-------- PASSAGE PROVIDED
I was walking with a group of friends, some old, some new. We were walking the 135 miles from Philadelphia to Washington, D.C., to ask Congress to please – finally – pass a health-care reform bill.
It was a good group, with four to eight people walking at any given time. (I had to miss Day 1 because of a prior commitment.) As we walked along, we talked a lot, and we chanted some. “What do we want? Health care!” That sort of thing. But there were also quiet times, when I was left alone with my blisters and my thoughts as we walked down the road.
I found myself thinking of the Wizard of Oz. Or perhaps fantasizing would be a better word. As the cars whizzed past us, I pictured us walking on the Yellow Brick Road, on our way to Oz, where we’d meet the Wizard and get things fixed up. We had several Dorothies. I thought of myself as the Tin Man – quite stiff, but nothing that couldn’t be fixed with an oil can. We needed a Toto dog in a basket. We talked about that a lot, but never got one.
We did better in the Wizard department. On Day 8 of our walk, we got to Washington, where we were joined by hundreds of supporters for the last leg, from Union Station to a rally in the Dirksen Senate Office Building.
At the rally we were joined by six U.S. Senators – or Wizards, as I prefer to call them. Majority Leader Reid spoke to us, as did Senators Dodd, Harkin, Specter, Casey, and Sherrod Brown.
I was glad to hear their words. We walkers were all very tired, and our feet hurt, but there was a euphoria in that room. I heard later that a “virtual march” on Day 8 had generated 1 million messages – phone, fax, email – to Congressional offices in support of health-care reform.
I did this walk for my children. My wife and I have two, a boy and a girl. They’re both grown now, and living up in New York, where they have good jobs that they really like. My 30-year-old son, though, has a chronic medical condition. Almost all the time, he’s just fine. But on any day he can have a flare-up – without warning – that can land him in his doctor’s office or the emergency room. This is a kid who has to have medical insurance, and on occasion he’s had double coverage just to make sure that there were no gaps as he navigated from college to jobs as a paralegal and then to law school and his current job as a public defender.
Double coverage is expensive, but it’s a small thing compared to what might happen if he lost his insurance. If he loses his job, he won’t be able to get an individual policy because of his pre-existing condition. And in these economically insecure times, who can say that they will not lose their job, or their insurance? Certainly the budgets of public defender offices across the country are being cut, and cut again.
My wife and I talk about these things a lot. She tells me she doesn’t worry so much about his medical condition, because it’s manageable. What keeps her up at night, worrying, is his health insurance.
How have we come to this place in America? I hope the Wizards can fix it. In fact, I’m counting on them.
----------------
-------- DATA SUPPLIED
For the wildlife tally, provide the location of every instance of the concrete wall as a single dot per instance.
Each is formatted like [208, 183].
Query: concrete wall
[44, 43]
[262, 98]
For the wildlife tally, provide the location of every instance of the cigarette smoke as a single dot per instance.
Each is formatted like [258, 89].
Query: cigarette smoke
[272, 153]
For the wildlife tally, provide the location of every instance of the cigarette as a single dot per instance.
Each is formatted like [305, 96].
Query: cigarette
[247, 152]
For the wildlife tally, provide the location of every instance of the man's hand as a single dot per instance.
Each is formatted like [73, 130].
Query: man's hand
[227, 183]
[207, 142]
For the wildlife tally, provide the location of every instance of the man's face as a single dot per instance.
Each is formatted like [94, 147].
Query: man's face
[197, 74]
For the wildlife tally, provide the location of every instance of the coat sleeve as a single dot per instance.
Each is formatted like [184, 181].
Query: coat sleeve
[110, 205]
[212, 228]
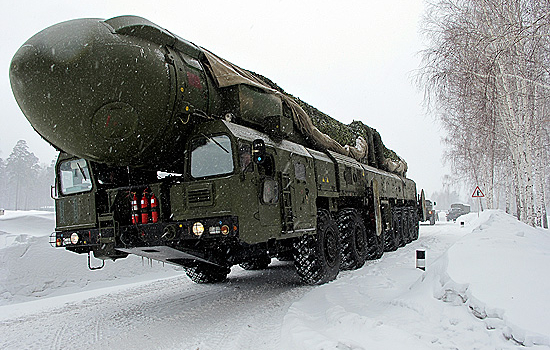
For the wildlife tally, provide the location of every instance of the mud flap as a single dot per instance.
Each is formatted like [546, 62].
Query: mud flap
[423, 213]
[376, 202]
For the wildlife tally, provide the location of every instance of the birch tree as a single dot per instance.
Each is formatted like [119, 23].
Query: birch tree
[485, 73]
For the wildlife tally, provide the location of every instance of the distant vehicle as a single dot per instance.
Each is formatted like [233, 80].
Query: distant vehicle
[457, 210]
[430, 211]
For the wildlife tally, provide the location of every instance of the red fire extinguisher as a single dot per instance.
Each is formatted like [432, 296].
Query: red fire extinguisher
[135, 214]
[144, 208]
[154, 208]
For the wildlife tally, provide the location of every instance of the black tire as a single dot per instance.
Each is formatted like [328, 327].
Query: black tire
[258, 263]
[207, 273]
[354, 240]
[317, 257]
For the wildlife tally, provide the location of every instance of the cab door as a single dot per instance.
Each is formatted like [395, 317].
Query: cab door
[302, 188]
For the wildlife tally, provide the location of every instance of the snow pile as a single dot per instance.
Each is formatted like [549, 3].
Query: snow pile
[31, 269]
[488, 290]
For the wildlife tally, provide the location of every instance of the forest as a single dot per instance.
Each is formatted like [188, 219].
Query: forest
[25, 183]
[486, 76]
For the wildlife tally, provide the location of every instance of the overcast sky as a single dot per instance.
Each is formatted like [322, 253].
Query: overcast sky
[353, 60]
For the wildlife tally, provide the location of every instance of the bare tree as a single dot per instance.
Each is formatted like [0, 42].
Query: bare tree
[485, 74]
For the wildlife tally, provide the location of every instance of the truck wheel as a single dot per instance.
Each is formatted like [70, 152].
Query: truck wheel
[353, 236]
[317, 257]
[207, 273]
[259, 263]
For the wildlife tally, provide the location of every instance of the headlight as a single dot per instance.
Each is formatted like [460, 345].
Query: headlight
[198, 228]
[225, 230]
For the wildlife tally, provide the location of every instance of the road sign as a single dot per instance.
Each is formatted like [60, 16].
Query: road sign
[477, 193]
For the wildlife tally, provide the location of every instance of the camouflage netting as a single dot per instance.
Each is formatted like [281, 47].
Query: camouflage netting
[325, 131]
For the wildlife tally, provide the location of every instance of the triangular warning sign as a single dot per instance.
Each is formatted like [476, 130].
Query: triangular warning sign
[477, 193]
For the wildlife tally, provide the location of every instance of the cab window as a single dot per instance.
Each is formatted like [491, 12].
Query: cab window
[74, 176]
[211, 156]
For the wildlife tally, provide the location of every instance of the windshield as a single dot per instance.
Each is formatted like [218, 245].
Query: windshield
[74, 176]
[210, 156]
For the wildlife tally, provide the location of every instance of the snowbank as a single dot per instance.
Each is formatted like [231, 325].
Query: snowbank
[488, 290]
[31, 269]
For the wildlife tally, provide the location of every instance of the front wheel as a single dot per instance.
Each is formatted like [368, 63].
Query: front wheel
[353, 238]
[317, 257]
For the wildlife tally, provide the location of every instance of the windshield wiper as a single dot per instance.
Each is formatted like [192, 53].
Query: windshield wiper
[82, 172]
[216, 142]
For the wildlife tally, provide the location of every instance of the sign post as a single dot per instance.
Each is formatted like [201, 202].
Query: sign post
[478, 194]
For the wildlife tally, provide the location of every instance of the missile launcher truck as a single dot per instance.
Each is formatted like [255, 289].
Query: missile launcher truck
[171, 153]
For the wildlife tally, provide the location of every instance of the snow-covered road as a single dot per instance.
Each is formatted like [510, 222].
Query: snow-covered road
[387, 304]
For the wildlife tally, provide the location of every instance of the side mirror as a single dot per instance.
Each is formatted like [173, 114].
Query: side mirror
[258, 151]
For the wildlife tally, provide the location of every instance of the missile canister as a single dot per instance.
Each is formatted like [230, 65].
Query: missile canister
[116, 91]
[127, 92]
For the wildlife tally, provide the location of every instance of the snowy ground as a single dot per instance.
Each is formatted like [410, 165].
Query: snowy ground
[485, 287]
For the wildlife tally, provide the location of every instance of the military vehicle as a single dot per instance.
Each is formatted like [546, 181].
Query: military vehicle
[431, 214]
[174, 154]
[457, 209]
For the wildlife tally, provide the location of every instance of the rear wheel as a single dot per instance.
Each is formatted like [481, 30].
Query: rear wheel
[317, 257]
[207, 273]
[353, 235]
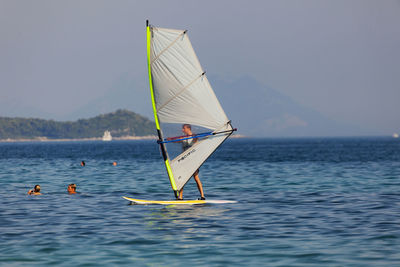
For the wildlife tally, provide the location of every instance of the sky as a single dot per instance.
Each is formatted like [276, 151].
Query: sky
[340, 58]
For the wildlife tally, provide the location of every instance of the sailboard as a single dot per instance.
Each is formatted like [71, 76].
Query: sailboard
[181, 94]
[178, 202]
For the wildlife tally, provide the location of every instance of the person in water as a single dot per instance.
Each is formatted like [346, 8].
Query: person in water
[35, 190]
[72, 189]
[186, 144]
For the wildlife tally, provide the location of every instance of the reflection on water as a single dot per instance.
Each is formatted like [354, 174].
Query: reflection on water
[304, 202]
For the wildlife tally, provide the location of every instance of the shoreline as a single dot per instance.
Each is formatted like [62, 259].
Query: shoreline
[45, 139]
[121, 138]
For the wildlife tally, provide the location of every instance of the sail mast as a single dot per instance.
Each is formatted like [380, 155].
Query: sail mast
[181, 94]
[159, 132]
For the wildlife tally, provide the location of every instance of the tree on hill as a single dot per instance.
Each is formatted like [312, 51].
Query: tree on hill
[119, 123]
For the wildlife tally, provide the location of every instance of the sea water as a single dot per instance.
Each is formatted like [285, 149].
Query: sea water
[301, 202]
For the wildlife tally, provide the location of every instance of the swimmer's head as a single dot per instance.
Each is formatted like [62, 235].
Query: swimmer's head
[71, 188]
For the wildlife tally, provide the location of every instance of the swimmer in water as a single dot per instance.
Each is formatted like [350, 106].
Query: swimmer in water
[35, 190]
[72, 189]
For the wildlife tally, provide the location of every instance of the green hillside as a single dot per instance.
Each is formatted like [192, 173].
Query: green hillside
[119, 123]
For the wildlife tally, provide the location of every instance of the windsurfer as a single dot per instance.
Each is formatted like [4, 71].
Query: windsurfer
[186, 144]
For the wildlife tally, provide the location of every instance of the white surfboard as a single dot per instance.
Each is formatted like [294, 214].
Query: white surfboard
[178, 202]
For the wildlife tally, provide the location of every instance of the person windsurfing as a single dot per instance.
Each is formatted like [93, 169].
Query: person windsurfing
[186, 144]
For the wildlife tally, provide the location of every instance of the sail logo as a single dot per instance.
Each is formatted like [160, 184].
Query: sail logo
[187, 155]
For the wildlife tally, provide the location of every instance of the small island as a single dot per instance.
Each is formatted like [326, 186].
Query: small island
[122, 125]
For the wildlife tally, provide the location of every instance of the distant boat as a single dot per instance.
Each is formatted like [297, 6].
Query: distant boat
[107, 136]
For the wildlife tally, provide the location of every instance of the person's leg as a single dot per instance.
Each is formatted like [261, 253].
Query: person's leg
[181, 194]
[198, 182]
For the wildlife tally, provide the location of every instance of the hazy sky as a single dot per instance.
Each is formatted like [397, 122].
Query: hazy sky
[341, 58]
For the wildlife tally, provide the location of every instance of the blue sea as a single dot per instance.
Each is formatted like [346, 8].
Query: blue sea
[301, 202]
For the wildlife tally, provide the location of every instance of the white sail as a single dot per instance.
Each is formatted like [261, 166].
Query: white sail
[181, 94]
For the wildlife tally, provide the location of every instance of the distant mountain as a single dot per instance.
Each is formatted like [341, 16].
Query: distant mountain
[258, 111]
[119, 123]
----------------
◆ TASK ◆
Set down the passage about the walk to Washington word for word, from "At the rally" to "and Sherrod Brown.".

◆ SOLUTION TO THE EXERCISE ◆
At the rally we were joined by six U.S. Senators – or Wizards, as I prefer to call them. Majority Leader Reid spoke to us, as did Senators Dodd, Harkin, Specter, Casey, and Sherrod Brown.